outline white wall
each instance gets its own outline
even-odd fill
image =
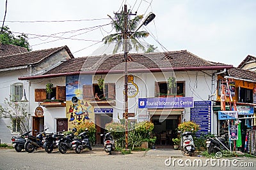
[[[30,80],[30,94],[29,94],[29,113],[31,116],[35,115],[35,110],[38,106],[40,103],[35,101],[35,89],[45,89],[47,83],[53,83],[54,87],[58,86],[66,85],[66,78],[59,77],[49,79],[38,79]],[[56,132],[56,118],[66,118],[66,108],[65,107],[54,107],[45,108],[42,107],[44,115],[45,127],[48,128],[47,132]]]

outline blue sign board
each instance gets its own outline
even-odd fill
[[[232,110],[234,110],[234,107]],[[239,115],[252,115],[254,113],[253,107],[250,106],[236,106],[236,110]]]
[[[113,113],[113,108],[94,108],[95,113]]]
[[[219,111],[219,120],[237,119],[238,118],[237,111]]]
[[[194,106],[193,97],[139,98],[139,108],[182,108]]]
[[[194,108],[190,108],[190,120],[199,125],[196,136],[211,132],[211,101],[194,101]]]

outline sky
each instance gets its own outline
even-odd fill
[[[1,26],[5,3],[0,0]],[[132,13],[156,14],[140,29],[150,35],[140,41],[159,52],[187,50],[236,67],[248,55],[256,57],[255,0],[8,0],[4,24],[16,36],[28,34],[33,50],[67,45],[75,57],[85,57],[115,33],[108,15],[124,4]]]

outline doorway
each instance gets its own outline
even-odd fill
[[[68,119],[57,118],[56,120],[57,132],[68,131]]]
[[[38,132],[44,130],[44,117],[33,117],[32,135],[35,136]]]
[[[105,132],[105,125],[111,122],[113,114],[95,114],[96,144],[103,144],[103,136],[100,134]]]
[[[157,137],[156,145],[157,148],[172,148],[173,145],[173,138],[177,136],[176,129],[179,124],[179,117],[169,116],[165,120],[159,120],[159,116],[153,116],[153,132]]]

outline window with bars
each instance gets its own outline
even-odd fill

--

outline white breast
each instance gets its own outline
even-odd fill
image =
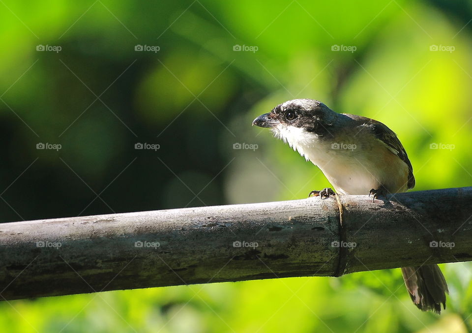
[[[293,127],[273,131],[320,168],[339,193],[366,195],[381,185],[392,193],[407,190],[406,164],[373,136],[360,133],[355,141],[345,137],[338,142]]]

---

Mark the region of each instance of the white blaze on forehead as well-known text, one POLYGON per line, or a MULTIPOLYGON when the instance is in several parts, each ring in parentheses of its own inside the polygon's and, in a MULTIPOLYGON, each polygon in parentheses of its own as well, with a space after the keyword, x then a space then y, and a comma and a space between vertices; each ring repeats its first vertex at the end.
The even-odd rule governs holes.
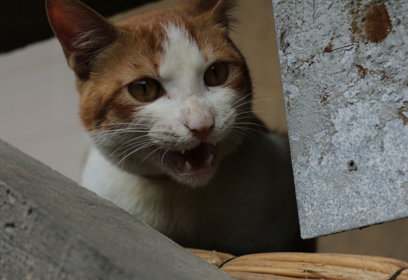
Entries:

**EXERCISE REQUIREMENTS**
Reproduce verbatim the lines starting at the one containing "outline blue sign board" and ending at the one containing "[[[194,106],[193,97],[139,98],[139,108],[182,108]]]", including both of those lines and nothing else.

**RESPONSE TO THIS EXERCISE**
outline blue sign board
each instance gets its own outline
even-odd fill
[[[232,110],[234,110],[234,107]],[[239,115],[252,115],[254,113],[253,107],[250,106],[236,106],[236,110]]]
[[[113,113],[113,108],[94,108],[95,113]]]
[[[219,111],[219,120],[237,119],[238,118],[237,111]]]
[[[194,106],[193,97],[139,98],[139,108],[182,108]]]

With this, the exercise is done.